>> Start
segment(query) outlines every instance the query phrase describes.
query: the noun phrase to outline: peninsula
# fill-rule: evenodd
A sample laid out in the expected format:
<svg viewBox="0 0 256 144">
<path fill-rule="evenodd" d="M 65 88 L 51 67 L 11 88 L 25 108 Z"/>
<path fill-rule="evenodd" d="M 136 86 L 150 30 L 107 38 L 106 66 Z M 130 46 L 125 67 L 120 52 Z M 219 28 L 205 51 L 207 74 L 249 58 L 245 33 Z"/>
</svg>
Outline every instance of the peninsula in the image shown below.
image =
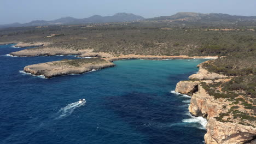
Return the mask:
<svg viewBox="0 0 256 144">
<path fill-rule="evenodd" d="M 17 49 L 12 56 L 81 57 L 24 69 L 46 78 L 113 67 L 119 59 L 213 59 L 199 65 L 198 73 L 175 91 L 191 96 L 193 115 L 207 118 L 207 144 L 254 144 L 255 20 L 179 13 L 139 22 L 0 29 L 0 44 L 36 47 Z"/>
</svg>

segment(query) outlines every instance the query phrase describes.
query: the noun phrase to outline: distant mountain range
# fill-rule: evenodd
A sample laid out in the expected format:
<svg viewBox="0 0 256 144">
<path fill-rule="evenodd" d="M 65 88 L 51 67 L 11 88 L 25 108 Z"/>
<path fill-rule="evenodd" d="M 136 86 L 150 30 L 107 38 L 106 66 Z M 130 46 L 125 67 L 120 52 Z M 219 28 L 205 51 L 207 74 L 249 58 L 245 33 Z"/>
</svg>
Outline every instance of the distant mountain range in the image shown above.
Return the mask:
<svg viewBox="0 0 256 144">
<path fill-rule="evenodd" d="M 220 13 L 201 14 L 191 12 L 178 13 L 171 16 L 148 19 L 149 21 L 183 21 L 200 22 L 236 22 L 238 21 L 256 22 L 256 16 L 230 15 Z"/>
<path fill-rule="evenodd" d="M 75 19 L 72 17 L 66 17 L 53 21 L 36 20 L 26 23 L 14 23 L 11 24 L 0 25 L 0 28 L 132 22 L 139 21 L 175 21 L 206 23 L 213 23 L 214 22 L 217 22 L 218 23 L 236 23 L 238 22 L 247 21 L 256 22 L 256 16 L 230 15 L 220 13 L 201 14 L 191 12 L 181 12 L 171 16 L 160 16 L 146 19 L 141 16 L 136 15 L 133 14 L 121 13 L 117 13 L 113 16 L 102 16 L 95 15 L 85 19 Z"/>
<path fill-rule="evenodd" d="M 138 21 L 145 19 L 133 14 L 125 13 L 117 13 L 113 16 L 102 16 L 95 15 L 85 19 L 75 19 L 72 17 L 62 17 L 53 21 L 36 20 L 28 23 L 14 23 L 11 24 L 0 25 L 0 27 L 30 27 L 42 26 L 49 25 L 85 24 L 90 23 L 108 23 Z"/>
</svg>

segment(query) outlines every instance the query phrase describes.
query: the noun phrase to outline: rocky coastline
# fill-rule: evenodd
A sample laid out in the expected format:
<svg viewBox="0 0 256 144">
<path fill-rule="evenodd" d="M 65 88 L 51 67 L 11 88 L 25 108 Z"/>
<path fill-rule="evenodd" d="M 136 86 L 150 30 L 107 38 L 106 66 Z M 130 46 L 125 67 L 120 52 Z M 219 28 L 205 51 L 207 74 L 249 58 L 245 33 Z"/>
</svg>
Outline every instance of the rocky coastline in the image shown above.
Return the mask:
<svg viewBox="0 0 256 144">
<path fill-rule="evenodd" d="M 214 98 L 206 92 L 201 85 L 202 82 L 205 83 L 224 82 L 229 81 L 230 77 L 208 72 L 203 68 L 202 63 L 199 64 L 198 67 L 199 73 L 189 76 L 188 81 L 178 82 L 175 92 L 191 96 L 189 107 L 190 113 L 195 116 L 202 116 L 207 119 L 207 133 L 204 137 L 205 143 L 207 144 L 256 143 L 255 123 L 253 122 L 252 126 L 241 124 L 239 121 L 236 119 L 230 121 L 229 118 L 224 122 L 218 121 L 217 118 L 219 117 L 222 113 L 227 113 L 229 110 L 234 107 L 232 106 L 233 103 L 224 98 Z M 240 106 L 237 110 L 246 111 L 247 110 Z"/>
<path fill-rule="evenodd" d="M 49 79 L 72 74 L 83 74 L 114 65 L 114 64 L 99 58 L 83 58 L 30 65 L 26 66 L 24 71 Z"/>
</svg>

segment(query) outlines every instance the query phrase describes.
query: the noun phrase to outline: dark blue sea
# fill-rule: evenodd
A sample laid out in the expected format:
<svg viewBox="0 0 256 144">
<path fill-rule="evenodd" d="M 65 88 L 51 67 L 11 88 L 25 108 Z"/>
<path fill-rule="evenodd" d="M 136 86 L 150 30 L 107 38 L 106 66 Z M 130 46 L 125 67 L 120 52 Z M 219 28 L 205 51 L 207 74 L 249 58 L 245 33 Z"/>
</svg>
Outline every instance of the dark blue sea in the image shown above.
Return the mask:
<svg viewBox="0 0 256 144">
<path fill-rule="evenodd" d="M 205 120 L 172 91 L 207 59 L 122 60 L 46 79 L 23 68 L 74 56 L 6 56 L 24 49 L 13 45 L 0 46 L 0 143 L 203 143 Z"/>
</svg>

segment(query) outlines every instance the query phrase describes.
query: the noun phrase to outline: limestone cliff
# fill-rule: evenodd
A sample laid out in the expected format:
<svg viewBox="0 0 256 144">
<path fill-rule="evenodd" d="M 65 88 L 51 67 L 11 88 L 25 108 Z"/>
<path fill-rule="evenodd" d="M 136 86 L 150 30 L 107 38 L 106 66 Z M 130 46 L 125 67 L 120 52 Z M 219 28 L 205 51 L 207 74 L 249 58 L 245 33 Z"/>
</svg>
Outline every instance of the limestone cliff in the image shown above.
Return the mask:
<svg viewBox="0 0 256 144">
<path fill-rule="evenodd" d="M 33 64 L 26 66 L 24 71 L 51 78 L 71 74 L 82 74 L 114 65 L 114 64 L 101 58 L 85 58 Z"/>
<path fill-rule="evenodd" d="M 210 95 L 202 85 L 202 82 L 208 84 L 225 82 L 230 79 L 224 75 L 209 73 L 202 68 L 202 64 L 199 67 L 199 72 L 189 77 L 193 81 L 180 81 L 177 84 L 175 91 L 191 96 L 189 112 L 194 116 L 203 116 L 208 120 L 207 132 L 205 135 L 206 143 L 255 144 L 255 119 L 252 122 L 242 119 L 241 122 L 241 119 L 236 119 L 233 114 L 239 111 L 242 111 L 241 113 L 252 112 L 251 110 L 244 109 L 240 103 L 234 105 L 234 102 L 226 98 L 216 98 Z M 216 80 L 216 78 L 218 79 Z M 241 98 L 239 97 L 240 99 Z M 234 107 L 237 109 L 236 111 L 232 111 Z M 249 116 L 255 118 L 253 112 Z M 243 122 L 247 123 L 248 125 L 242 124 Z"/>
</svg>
>> End
>> Start
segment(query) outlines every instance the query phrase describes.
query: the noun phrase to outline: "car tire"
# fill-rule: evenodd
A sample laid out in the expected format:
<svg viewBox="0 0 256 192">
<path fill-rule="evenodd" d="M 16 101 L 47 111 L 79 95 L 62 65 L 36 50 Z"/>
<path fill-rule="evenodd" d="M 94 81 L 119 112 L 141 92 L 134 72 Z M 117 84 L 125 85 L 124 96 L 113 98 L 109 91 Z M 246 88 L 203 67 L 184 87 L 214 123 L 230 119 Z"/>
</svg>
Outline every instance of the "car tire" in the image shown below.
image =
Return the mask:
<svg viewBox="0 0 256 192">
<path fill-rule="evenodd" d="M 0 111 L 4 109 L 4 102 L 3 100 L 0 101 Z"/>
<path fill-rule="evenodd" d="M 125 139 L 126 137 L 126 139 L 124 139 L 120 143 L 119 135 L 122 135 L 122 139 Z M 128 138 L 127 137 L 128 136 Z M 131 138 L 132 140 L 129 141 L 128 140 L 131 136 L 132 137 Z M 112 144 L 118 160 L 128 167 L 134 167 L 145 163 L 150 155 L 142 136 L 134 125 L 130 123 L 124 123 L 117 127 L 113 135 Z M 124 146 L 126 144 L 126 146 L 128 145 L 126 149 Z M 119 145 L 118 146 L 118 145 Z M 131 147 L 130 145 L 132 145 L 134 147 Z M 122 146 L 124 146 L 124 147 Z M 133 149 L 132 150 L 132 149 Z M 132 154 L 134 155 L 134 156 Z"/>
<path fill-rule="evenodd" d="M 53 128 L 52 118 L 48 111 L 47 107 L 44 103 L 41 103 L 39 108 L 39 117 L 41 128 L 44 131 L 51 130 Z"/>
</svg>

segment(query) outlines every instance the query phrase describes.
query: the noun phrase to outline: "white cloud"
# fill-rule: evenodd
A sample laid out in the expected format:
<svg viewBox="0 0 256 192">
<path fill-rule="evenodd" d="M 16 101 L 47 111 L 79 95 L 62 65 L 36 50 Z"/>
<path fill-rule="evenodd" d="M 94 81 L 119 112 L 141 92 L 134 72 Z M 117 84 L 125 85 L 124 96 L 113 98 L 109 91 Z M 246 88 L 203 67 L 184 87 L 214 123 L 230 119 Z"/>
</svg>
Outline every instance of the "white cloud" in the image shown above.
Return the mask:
>> End
>> Start
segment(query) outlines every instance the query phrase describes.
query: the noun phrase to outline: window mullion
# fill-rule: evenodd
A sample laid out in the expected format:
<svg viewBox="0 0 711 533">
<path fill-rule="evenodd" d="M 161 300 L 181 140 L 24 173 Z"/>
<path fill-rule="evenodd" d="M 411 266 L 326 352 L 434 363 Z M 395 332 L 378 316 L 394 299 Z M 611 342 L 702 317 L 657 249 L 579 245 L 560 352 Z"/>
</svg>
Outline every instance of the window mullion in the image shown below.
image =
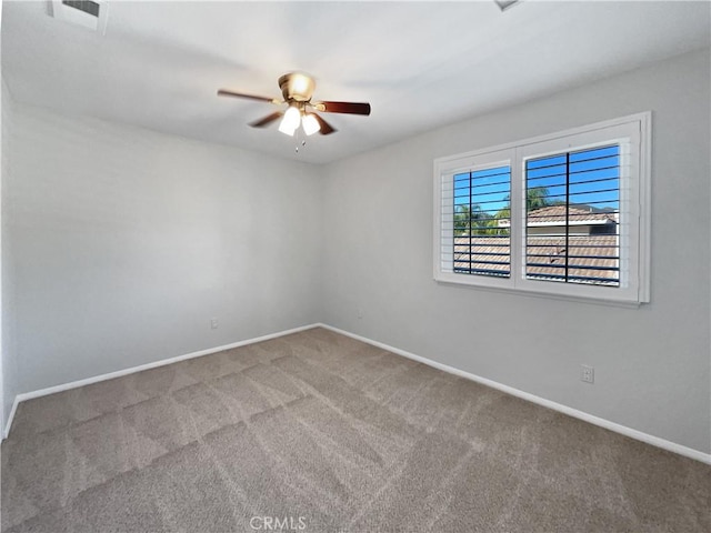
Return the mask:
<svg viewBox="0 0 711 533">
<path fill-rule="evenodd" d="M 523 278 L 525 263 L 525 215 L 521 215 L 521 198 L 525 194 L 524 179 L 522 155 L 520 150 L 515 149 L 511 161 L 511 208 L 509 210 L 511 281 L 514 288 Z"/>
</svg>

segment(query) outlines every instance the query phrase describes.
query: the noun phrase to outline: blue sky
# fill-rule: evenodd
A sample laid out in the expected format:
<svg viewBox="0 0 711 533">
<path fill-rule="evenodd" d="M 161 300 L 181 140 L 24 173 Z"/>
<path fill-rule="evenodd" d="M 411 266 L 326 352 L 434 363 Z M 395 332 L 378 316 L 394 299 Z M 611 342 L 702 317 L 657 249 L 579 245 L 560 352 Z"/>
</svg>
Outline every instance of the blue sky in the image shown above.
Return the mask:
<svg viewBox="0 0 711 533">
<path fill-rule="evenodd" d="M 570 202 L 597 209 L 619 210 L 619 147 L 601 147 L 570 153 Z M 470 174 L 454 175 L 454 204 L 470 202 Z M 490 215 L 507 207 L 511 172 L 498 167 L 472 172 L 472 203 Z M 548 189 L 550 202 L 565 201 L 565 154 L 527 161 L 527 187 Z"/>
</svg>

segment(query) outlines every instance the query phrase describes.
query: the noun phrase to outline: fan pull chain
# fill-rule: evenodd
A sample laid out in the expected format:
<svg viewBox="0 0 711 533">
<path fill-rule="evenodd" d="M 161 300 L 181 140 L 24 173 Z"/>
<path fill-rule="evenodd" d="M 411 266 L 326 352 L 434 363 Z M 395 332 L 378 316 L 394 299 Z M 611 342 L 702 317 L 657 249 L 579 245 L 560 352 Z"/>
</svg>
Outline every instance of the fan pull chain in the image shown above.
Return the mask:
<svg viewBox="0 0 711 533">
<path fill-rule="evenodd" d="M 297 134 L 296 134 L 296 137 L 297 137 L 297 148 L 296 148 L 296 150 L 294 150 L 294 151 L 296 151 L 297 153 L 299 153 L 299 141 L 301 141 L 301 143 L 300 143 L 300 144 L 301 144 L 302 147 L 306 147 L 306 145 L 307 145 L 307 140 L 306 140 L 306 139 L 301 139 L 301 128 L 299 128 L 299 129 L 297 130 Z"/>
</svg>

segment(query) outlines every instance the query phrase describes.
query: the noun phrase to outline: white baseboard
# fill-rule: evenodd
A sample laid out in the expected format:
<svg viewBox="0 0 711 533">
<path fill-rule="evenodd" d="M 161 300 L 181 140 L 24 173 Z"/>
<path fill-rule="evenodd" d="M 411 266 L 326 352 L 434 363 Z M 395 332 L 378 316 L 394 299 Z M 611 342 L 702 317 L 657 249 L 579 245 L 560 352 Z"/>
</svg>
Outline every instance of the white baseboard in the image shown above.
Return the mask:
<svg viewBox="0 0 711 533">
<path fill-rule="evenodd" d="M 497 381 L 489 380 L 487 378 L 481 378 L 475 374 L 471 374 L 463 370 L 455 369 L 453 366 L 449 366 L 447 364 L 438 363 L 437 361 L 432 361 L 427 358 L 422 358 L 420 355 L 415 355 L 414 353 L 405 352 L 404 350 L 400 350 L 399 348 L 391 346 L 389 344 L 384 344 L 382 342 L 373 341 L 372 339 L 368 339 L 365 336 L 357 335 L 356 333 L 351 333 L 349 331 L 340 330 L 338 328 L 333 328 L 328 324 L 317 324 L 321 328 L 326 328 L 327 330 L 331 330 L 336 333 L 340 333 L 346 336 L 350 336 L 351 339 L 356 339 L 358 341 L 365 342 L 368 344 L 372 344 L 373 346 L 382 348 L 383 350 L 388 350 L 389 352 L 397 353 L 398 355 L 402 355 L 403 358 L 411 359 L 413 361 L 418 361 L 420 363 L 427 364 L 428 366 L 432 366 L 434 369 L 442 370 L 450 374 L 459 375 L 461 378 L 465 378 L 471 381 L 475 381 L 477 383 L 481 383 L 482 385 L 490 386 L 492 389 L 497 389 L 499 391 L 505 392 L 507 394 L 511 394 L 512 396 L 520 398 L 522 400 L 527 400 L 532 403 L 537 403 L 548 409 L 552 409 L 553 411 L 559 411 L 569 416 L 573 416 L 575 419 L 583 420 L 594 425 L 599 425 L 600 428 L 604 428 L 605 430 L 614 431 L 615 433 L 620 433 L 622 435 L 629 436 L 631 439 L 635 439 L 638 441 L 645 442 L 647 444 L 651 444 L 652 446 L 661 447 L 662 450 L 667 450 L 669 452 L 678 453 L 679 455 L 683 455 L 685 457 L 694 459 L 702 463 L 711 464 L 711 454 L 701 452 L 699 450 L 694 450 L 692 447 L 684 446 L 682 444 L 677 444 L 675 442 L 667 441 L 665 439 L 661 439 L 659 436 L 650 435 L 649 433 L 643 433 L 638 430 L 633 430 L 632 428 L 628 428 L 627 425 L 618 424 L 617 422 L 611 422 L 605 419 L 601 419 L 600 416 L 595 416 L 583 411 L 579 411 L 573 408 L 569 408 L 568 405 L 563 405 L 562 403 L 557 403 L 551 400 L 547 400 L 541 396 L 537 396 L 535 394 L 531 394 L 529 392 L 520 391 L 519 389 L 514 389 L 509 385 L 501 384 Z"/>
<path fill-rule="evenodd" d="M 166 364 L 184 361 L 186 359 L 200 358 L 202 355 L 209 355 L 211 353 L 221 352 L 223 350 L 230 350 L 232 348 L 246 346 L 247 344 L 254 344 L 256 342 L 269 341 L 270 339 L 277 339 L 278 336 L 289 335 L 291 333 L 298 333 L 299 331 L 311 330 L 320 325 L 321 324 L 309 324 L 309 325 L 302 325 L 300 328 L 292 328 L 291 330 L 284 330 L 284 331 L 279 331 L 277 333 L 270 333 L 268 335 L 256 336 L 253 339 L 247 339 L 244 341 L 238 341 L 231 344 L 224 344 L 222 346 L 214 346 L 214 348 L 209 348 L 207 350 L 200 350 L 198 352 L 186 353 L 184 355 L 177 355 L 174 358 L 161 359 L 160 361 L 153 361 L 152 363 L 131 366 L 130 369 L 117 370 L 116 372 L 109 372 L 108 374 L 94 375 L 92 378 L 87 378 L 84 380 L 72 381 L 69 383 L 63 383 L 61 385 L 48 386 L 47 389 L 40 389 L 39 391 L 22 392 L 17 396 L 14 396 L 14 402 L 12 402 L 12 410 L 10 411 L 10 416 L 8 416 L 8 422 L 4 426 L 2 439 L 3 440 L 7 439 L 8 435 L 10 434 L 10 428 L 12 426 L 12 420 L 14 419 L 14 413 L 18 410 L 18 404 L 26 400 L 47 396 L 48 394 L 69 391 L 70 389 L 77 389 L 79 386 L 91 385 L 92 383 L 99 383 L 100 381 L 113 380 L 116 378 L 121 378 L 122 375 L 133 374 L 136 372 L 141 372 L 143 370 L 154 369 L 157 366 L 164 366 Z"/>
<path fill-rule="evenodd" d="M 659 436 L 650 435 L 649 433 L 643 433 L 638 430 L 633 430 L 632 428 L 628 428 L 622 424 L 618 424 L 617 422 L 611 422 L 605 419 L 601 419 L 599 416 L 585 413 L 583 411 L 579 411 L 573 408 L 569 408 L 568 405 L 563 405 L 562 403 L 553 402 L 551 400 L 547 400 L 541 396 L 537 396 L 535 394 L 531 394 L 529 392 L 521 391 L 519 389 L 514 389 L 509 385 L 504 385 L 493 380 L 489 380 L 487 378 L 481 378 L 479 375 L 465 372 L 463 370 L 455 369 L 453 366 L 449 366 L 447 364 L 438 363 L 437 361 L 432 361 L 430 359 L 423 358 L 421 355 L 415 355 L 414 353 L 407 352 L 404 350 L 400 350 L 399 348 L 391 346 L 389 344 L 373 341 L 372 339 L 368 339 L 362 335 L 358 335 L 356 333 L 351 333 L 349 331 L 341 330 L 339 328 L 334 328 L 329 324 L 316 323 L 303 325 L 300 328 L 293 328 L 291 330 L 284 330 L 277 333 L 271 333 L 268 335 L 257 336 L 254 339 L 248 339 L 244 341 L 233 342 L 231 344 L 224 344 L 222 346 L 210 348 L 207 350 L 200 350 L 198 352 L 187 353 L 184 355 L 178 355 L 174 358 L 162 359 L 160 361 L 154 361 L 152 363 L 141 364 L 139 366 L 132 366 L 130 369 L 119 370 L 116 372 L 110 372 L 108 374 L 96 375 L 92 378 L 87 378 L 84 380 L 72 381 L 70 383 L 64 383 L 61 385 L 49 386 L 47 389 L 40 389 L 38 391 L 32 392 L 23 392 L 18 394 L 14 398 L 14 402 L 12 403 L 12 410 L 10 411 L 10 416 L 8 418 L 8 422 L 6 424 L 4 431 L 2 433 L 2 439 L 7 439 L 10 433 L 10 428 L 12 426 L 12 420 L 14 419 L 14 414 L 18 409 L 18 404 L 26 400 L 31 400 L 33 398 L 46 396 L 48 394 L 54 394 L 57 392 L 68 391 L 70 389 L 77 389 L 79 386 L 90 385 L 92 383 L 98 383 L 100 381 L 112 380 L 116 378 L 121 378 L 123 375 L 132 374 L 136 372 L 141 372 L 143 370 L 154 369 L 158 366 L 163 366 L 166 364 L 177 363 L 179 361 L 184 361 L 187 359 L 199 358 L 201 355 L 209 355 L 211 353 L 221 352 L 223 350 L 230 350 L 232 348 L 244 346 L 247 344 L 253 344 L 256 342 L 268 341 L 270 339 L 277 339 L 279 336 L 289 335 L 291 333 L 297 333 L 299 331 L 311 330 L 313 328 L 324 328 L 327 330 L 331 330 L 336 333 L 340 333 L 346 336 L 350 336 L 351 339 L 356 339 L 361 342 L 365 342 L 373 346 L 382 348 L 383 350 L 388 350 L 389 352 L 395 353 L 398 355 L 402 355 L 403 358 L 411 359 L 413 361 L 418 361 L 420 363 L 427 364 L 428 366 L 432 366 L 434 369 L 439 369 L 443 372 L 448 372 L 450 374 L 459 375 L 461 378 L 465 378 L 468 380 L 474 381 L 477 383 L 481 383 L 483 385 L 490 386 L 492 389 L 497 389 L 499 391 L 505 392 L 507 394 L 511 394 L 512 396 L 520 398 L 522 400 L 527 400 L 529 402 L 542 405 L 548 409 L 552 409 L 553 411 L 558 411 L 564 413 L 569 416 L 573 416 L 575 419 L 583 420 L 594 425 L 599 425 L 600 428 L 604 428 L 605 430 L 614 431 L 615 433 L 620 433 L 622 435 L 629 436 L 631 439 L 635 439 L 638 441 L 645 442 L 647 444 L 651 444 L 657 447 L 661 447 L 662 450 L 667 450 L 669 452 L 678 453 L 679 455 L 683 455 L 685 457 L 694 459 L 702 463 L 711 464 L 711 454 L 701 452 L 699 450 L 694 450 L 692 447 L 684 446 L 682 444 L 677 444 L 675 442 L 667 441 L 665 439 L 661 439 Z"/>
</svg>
>> End
WHAT NEEDS TO BE DONE: Please count the lines in the records above that contain the string "mountain", matching case exactly, and give only the number.

FINISHED ANSWER: 2